* **RECORDS TO USE**
►

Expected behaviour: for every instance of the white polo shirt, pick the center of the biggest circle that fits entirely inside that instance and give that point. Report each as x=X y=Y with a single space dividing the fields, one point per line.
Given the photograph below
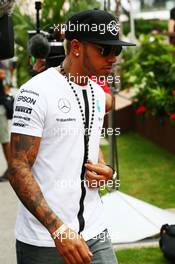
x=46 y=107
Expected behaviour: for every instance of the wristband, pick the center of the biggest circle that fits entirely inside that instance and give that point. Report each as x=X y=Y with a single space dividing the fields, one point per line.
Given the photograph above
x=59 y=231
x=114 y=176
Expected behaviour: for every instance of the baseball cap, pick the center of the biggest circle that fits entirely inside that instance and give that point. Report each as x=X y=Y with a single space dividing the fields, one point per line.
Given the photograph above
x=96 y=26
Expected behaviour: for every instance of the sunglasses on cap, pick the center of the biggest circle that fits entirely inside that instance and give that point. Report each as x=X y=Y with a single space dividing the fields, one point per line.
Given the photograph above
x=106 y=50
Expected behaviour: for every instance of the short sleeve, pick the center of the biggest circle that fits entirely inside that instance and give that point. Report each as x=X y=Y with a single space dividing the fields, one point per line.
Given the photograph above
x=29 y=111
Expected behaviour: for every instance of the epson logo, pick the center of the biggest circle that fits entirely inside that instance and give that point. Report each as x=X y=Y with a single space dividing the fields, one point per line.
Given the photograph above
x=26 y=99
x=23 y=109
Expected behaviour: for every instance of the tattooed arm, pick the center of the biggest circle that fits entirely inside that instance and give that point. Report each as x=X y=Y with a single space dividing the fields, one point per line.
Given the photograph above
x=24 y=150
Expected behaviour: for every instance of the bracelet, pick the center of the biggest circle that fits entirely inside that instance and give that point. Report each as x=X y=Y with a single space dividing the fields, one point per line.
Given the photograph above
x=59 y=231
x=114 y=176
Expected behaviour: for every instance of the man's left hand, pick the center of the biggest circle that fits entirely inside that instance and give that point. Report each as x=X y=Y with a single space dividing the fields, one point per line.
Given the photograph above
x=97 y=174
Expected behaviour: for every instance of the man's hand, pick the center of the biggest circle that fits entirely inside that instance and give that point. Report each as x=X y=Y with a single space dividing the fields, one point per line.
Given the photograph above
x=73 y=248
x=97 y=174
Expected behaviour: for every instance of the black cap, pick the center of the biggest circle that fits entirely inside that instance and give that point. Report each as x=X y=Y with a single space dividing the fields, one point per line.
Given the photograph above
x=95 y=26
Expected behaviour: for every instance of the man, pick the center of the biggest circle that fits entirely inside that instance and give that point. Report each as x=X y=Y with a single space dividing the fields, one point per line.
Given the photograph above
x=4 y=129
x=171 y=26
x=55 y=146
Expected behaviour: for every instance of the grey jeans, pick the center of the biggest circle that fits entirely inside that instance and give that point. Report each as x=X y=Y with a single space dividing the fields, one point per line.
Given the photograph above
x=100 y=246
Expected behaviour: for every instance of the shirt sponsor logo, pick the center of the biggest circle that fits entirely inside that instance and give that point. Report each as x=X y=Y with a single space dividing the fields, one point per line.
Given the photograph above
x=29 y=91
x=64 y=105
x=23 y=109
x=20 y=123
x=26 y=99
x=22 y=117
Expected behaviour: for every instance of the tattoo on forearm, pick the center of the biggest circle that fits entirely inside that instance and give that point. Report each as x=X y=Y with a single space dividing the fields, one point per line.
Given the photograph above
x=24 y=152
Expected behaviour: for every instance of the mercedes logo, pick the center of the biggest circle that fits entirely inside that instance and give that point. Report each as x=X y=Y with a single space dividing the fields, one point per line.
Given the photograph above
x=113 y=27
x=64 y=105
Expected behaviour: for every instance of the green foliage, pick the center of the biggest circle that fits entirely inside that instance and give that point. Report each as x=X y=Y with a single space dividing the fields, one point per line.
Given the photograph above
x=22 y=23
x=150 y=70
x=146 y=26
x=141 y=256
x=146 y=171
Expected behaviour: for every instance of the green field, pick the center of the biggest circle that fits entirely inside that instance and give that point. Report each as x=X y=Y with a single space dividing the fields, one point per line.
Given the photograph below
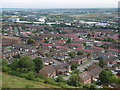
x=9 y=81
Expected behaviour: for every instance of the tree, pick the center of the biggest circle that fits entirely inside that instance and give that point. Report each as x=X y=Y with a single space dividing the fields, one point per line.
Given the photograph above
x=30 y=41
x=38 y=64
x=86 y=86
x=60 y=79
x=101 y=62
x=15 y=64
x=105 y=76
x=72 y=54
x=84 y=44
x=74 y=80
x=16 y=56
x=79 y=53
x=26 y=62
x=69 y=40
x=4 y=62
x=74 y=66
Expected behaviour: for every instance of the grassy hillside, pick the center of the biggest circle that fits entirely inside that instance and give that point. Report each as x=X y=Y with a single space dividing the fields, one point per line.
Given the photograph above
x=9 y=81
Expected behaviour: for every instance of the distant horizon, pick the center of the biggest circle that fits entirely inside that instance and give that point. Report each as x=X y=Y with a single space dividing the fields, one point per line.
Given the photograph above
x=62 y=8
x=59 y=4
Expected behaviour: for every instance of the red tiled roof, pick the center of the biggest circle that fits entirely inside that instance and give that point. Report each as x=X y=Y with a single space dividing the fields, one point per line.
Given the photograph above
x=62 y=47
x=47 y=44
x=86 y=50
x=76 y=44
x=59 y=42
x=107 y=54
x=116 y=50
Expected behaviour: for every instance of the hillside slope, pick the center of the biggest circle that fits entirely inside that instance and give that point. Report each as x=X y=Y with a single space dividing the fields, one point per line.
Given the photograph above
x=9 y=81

◄

* **SET EXERCISE**
Write out all of the lines above again, replacing every "photograph" with "image" and keeping everything else unchanged. Leave the pictures out of your answer.

* **REPLY TO THE TASK**
Expected behaviour: for every instance of the white polo shirt, pick the center of the biggest circle that fits entirely inside that instance and give that point. Report each as x=X y=Y with a single space dividing the fields, one point per line.
Given the image below
x=46 y=107
Expected behaviour: for every instance of the wristband, pick the center of the biggest circle that fits entirely inside that instance and give that point. Report each as x=X y=Y with a single space dividing the fields, one point per line.
Given the image above
x=59 y=231
x=114 y=176
Expected behaviour: for every instance of the baseball cap, pick the center of the biggest circle that fits entirely inside that instance and give that point. Report each as x=X y=Y with a single space dividing the fields, one point per line.
Given the image above
x=96 y=26
Expected behaviour: for every instance of the sunglasses on cap, pick the center of the biggest circle that fits entirely inside that instance and give that point. Report each as x=X y=Y with a single space dividing the fields, one point per line.
Given the image above
x=106 y=50
Expected behaviour: for every instance of the short sleeve, pick the center of the biggest circle that fits entirely inside that instance and give that point. Report each as x=X y=Y with a single space dividing the fields, one point per line.
Given the image above
x=29 y=111
Expected behaviour: for every instance of the epson logo, pick the center of the biggest circle that fits entirely inside that instance and give that point. Report each as x=X y=Y with a single space dividing the fields, one point per line.
Given the image above
x=26 y=99
x=23 y=109
Expected behaviour: for every instance of the tattooed arm, pick the center of the biggest circle that fits entirely inside that instance and give that point. Report each as x=X y=Y with a single space dividing the fields, one point per line.
Given the image above
x=24 y=150
Expected behaviour: for every instance of the bracelet, pick the center of the biggest circle that fits entirely inside that instance and give that point. Report each as x=X y=Y with a single space dividing the fields, one point per line.
Given the image above
x=59 y=231
x=114 y=176
Expected behaviour: for every instance of the man's left hand, pick the center of the biggest circle that fits entirely inside that instance and give that point. Report each as x=X y=Y with a single space dividing the fields, one point per line.
Given the image above
x=97 y=174
Expected behaviour: for every instance of the man's hand, pick the center of the biggest circle that fits entirely inside that instance and give that point. Report each as x=X y=Y with a single space dividing the fields, one point per line.
Given the image above
x=73 y=248
x=97 y=174
Expected behaviour: for every instance of the black cap, pick the center of the biggest circle that fits entirely inside that instance and give that point. Report each as x=X y=Y with a single space dividing the fields, one point per line.
Given the image above
x=95 y=26
Expected behaviour: for every instance of the man, pick the center of the biggest circle that fits entirely inside that instance and give that point. Report each as x=X y=Y with a single space dividing the fields, one point per line.
Given the image above
x=4 y=129
x=171 y=26
x=55 y=146
Expected behaviour: for every instance of the grey jeans, pick the center of the biggest circle that fits entirely inside that instance and give that point. Report each as x=X y=Y with a single space dividing the fields, one point per line.
Given the image above
x=100 y=246
Expected behaviour: for every instance of the shirt sponsor logo, pick the center of the biggest circle that fits entirely inside that instance and give that point. Report each as x=X y=Y with a single space dividing the fields, one point per line.
Given the image above
x=29 y=91
x=64 y=105
x=23 y=109
x=20 y=123
x=26 y=99
x=22 y=117
Expected behaviour: for every instance of the tattoo on forearm, pick the center of the biggest circle that fits entirely inside that instance and give that point. Report each as x=X y=Y with a single space dividing the fields, one point per line.
Given the image above
x=24 y=152
Expected behaviour: for every instance of the mercedes logo, pick the center of the biggest circle that fits entirely inside that instance and give that point. Report each as x=X y=Y with a single space dividing the fields, one point per line.
Given the image above
x=113 y=27
x=64 y=105
Expected behaviour: for every instance of the green foliage, pick the center of the biggest circle that fits entirely inside that instance and give that point. Report each as x=X y=Y with a single space dividing the fields, one point per line.
Given the image above
x=22 y=23
x=150 y=70
x=146 y=26
x=141 y=256
x=146 y=171
Expected behaviour: for every instance of the green field, pick the center of the biggest circle that fits entirely inside that instance and give that point. Report each as x=X y=Y with a single space dividing the fields, one point per line.
Given the image below
x=9 y=81
Expected behaviour: for every instance of the tree, pick the center of the biggest circle that fits entirely inside that instance and give that point. Report each as x=X y=Y with a single space dividing the fields, one point per line.
Given the image above
x=30 y=41
x=38 y=64
x=86 y=86
x=60 y=79
x=101 y=62
x=15 y=64
x=105 y=76
x=72 y=54
x=84 y=44
x=74 y=80
x=16 y=56
x=79 y=53
x=26 y=62
x=69 y=40
x=4 y=62
x=74 y=66
Expected behaviour: for every instance of the grassy hillside, pick the center of the biggest circle that fits entirely inside that instance and give that point. Report each as x=X y=Y with a single space dividing the fields, one point per line.
Given the image above
x=9 y=81
Expected behaviour: for every instance of the distant horizon, pick the center of the biggest circle that fits entirely inside that instance and give that point. Report each as x=X y=Y with a single space dividing the fields, one point per line.
Given the image above
x=62 y=8
x=59 y=4
Expected behaviour: for every instance of the red tiled roof, pick the center of the biggest circle that fits entirely inside that instance and give that point. Report each as x=X y=Y with a single space dividing the fields, one point per line.
Given the image above
x=62 y=47
x=47 y=44
x=86 y=50
x=76 y=44
x=59 y=42
x=107 y=54
x=116 y=50
Expected behaviour: for every instance of the hillside slope, pick the center of the biggest circle that fits entirely inside that instance and give that point. Report each as x=X y=Y with a single space dividing the fields, one point per line.
Given the image above
x=9 y=81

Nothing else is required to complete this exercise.